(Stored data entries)
>> begin

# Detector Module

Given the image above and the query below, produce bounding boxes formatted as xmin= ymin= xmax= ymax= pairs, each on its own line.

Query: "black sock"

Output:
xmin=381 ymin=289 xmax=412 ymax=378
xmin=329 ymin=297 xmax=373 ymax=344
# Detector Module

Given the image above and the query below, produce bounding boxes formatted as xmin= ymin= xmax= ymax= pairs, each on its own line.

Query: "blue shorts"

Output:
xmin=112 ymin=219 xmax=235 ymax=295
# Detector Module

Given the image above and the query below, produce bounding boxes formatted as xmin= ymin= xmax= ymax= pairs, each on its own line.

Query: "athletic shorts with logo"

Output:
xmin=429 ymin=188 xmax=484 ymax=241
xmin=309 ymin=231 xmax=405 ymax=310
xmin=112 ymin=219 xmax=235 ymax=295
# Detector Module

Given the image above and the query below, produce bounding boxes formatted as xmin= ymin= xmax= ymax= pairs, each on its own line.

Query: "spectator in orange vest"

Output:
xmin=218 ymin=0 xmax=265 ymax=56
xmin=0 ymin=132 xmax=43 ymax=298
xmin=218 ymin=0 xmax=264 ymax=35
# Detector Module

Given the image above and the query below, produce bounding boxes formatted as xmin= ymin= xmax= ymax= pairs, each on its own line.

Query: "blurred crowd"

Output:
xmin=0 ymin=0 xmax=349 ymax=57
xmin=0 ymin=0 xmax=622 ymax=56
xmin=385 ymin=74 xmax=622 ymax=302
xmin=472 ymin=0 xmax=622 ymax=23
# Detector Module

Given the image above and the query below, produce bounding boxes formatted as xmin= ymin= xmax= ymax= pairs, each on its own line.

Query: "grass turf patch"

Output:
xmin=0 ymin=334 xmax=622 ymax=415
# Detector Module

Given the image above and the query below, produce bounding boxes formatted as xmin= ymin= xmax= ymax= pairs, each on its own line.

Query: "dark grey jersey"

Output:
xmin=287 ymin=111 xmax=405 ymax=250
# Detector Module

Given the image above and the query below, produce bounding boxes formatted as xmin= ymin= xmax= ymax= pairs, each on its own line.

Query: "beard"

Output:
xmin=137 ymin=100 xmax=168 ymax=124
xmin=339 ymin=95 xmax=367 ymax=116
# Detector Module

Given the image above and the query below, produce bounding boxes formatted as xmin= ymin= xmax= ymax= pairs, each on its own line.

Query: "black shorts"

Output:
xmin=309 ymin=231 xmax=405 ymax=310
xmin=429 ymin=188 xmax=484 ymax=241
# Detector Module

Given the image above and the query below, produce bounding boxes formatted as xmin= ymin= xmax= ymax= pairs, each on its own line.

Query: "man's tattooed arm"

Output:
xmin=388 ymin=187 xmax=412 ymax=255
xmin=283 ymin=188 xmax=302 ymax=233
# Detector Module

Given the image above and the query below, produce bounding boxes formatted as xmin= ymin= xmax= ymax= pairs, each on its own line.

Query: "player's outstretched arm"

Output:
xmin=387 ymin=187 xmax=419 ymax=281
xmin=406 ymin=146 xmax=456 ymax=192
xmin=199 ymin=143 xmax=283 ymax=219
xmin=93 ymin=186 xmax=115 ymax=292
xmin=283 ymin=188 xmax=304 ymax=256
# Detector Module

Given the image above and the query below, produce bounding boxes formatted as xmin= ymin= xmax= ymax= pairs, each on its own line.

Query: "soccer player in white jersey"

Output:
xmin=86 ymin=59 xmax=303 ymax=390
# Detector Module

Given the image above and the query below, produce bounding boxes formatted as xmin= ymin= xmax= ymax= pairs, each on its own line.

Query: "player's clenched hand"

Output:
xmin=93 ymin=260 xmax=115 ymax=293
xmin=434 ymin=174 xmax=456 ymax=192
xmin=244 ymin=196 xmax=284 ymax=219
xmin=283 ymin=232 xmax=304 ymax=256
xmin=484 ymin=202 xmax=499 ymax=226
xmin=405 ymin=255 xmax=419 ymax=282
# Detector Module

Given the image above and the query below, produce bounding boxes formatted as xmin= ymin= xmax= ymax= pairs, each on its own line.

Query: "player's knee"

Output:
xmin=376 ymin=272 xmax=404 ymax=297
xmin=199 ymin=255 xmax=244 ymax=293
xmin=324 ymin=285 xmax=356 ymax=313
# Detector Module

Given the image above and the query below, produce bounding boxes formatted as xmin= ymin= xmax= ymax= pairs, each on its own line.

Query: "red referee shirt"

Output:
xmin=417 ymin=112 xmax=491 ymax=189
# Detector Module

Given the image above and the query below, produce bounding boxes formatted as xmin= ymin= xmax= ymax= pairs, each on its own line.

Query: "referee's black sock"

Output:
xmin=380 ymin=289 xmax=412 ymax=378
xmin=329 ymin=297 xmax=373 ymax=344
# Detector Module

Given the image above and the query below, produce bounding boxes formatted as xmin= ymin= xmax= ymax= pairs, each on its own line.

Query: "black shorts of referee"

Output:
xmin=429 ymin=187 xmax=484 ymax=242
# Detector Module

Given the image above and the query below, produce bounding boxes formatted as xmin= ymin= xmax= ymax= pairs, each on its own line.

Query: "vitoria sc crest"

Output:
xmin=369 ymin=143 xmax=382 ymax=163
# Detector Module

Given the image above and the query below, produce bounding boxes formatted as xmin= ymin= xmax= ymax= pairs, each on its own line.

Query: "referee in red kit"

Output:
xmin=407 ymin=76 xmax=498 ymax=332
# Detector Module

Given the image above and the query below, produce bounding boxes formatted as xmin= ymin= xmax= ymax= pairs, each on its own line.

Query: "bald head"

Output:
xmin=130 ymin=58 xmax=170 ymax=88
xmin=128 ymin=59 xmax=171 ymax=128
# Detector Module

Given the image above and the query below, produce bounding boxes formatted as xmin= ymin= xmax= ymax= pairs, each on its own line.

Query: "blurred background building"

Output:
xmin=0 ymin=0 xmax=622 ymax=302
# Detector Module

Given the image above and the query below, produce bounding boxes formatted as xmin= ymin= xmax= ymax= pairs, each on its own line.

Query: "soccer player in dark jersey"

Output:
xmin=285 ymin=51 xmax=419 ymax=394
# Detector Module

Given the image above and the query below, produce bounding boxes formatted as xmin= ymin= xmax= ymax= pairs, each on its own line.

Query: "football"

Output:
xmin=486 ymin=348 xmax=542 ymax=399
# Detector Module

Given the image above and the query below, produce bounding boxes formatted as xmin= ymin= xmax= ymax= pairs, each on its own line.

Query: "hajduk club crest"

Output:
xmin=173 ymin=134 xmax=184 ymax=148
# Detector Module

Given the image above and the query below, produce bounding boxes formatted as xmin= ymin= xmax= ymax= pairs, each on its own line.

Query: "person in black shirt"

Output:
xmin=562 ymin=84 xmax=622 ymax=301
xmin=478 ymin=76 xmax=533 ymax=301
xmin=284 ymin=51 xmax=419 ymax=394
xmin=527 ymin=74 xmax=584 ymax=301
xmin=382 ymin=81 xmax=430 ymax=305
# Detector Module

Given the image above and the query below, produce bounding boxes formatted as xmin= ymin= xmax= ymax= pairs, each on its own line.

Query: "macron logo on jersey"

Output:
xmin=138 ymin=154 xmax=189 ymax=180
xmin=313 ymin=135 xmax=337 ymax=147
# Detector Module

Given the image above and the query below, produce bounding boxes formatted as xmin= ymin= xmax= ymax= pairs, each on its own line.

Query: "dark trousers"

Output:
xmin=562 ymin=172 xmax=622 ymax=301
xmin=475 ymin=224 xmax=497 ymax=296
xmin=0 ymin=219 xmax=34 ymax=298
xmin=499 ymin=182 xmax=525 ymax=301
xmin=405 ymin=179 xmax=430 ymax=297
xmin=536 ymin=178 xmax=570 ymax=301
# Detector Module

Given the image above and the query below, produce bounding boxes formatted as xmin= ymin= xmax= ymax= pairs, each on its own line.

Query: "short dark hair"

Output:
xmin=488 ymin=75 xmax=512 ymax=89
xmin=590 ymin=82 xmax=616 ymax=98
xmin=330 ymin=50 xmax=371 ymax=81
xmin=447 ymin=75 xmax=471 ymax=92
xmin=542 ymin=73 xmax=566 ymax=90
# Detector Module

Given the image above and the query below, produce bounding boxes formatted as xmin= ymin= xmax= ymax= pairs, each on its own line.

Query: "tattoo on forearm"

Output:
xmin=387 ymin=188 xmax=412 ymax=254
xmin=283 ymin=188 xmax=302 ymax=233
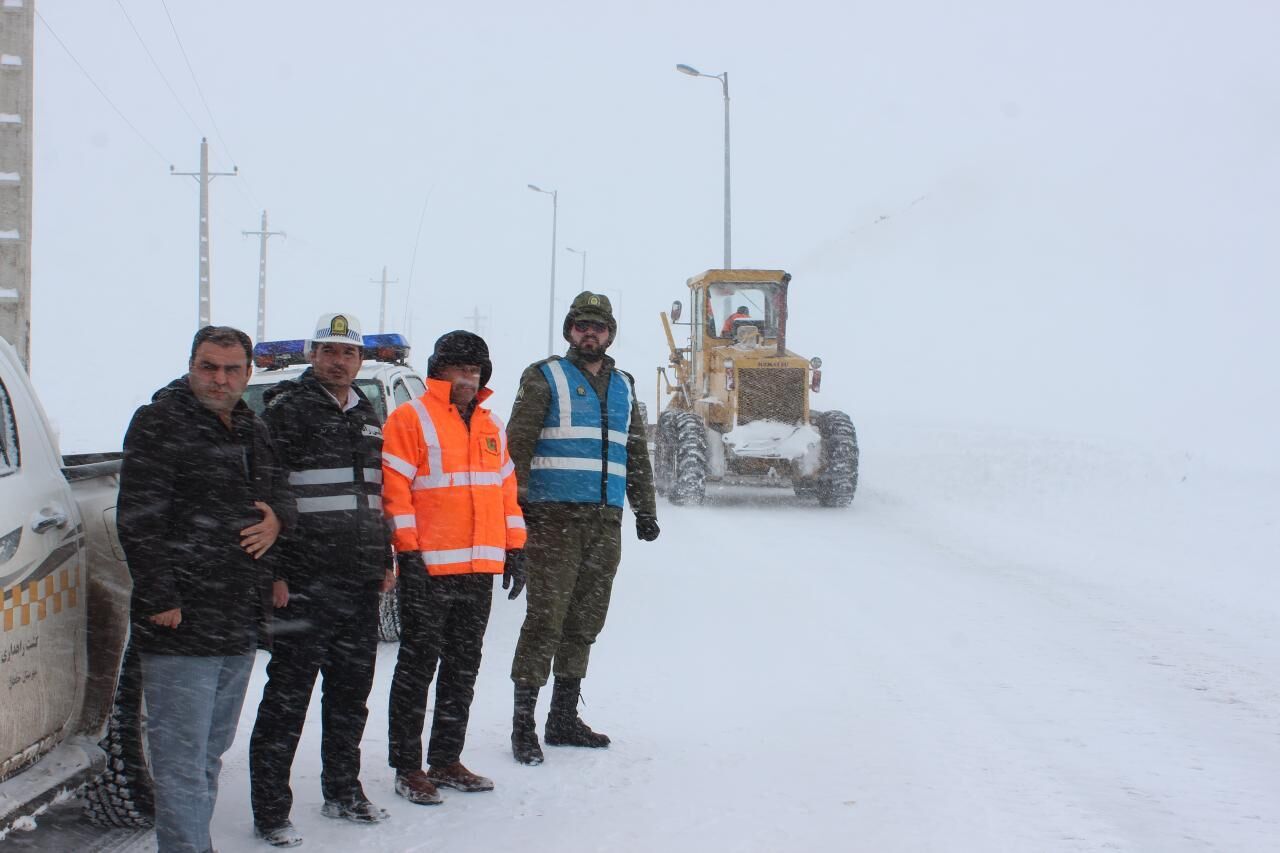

>> end

AIM OF THE TASK =
Rewrite the material from its first line through the line that contains "xmin=218 ymin=0 xmax=264 ymax=35", adding 136 to every bounding-box coordinate and keeping all other lines unchanged.

RESULT BELOW =
# Detector Module

Given the image above and the query below, produce bounding boxes formatted as xmin= ymin= xmax= ymax= pairs, each on its own line.

Query: "black sock"

Output:
xmin=517 ymin=425 xmax=548 ymax=514
xmin=465 ymin=433 xmax=509 ymax=480
# Detector Module

Given the image above and the query below, produce bounding boxes formatted as xmin= ymin= xmax= ymax= pairs, each on its own line.

Query: "blue shorts"

Output:
xmin=248 ymin=355 xmax=371 ymax=431
# Detector Module

Given the image above and the query below, produce bounding boxes formatted as xmin= ymin= xmax= ymax= pairs, each on its own line.

Query: "athletic shorts with logo"

Output:
xmin=565 ymin=324 xmax=620 ymax=377
xmin=445 ymin=367 xmax=541 ymax=446
xmin=248 ymin=355 xmax=371 ymax=431
# Detector Module

Given the image above and the query below, produce bounding boxes formatted as xmin= ymin= xmax= ymax= pairs, each on its own line.

Query: "spectator in orange vest"

Output:
xmin=354 ymin=136 xmax=401 ymax=192
xmin=136 ymin=268 xmax=179 ymax=434
xmin=354 ymin=136 xmax=400 ymax=171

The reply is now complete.